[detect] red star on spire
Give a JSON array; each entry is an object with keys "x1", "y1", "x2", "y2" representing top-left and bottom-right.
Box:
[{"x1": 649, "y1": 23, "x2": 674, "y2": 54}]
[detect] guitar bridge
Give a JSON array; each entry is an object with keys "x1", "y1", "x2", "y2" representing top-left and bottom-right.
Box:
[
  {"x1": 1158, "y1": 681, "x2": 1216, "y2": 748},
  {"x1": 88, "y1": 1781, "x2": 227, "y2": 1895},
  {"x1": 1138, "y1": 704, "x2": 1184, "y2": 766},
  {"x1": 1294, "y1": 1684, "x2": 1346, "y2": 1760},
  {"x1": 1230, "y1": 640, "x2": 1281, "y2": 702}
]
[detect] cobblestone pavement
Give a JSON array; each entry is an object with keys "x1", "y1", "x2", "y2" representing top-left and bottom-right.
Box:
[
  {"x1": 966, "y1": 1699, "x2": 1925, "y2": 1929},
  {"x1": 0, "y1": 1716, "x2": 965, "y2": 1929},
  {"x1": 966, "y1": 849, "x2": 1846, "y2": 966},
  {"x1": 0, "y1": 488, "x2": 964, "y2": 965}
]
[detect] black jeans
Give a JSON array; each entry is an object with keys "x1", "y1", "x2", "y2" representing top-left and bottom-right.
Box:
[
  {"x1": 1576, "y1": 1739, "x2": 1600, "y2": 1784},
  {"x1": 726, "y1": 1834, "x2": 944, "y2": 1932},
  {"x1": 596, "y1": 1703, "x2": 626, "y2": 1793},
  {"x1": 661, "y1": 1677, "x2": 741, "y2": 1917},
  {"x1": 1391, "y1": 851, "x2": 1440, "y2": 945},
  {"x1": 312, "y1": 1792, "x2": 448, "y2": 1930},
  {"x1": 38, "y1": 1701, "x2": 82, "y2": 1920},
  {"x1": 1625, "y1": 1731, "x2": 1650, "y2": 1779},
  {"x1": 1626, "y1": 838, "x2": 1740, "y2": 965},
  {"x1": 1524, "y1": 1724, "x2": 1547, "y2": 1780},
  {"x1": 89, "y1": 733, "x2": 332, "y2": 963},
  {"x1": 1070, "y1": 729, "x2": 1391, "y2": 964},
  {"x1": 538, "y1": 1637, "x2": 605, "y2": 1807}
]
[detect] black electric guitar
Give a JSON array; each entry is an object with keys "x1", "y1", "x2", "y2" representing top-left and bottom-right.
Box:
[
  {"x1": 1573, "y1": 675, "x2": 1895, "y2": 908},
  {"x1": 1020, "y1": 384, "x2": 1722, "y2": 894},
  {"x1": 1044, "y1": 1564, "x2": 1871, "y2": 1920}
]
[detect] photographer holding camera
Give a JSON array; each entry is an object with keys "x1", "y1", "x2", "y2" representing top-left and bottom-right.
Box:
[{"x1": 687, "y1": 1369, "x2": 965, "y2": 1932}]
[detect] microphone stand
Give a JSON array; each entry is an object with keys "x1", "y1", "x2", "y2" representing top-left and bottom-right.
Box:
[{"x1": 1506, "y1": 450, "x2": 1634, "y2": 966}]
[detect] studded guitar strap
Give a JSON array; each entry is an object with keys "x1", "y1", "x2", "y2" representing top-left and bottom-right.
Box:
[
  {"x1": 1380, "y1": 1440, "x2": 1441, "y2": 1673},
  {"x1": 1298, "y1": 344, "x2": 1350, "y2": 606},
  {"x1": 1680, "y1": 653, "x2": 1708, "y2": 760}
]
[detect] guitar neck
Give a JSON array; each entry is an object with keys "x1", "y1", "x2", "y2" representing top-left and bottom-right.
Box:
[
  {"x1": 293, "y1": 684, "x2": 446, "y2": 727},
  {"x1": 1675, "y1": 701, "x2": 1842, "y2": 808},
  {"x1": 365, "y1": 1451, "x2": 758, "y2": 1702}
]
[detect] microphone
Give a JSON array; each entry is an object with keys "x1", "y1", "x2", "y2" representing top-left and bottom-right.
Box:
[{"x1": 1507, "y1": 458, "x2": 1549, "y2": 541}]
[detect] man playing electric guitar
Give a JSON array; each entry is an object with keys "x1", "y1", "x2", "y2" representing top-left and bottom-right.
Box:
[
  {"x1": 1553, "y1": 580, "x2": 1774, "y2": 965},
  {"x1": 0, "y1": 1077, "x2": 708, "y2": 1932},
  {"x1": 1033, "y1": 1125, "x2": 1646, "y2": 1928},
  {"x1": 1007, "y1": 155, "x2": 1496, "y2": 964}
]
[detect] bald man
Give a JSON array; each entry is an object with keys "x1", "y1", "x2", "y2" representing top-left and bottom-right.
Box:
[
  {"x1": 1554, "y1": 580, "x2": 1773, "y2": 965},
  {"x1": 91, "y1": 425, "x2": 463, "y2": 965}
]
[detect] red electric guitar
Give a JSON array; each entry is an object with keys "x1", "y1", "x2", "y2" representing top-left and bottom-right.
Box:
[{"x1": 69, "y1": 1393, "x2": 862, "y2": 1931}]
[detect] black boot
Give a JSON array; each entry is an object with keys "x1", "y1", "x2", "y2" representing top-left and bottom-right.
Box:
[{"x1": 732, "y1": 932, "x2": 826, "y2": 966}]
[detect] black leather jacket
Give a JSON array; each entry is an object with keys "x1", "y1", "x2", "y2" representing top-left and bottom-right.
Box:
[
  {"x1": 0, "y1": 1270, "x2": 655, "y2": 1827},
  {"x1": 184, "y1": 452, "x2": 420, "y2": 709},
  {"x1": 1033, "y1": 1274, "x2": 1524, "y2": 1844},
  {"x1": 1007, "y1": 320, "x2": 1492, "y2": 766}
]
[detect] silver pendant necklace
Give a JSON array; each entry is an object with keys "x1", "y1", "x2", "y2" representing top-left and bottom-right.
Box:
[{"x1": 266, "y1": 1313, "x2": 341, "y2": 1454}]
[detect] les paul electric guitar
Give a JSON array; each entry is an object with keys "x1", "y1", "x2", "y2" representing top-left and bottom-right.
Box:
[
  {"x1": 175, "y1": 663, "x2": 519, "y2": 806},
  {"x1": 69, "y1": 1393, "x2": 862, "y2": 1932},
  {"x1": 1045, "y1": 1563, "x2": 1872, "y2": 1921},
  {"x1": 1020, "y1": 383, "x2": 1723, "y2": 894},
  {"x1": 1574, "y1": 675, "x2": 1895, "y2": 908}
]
----
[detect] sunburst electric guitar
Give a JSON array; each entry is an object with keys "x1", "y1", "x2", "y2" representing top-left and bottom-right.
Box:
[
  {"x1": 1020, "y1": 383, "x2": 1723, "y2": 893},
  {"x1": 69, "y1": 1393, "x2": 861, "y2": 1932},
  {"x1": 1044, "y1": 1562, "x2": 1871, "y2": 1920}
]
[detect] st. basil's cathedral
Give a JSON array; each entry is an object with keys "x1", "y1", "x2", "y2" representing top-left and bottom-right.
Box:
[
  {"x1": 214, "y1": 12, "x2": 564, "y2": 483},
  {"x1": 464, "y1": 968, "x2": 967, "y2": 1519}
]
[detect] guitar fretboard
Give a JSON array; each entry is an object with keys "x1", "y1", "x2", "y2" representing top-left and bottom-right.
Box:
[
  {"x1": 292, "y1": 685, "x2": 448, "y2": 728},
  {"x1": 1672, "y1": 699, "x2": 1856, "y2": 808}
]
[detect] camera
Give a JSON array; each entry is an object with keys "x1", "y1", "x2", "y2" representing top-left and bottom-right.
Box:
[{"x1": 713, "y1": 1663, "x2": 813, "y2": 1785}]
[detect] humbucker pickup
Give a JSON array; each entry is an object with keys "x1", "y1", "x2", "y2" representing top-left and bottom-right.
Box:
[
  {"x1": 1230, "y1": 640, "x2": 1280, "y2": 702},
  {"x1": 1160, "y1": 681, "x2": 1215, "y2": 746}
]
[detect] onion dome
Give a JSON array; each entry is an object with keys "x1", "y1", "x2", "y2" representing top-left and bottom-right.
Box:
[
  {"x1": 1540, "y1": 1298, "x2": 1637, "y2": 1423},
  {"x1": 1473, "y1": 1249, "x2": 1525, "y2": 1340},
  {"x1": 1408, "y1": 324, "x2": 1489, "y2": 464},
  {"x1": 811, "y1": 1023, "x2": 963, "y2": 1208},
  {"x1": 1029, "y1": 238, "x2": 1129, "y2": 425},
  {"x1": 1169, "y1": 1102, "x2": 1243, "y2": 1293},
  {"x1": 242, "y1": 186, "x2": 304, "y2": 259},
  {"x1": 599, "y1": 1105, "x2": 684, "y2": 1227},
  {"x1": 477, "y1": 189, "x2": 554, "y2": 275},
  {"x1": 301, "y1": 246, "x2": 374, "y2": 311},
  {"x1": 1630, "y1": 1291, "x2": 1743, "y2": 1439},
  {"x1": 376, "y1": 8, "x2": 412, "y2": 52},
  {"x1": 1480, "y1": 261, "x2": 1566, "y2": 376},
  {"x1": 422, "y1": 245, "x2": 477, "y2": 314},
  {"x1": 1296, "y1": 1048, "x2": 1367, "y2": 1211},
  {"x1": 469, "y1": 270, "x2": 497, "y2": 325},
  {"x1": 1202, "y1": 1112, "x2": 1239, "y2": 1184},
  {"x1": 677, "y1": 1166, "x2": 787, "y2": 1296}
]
----
=== WORK TO BE COMPLETED ===
Search the material above for the word "microphone", then copy each line that holds it.

=== WRITTEN RESPONSE ===
[detect] microphone stand
[detect] microphone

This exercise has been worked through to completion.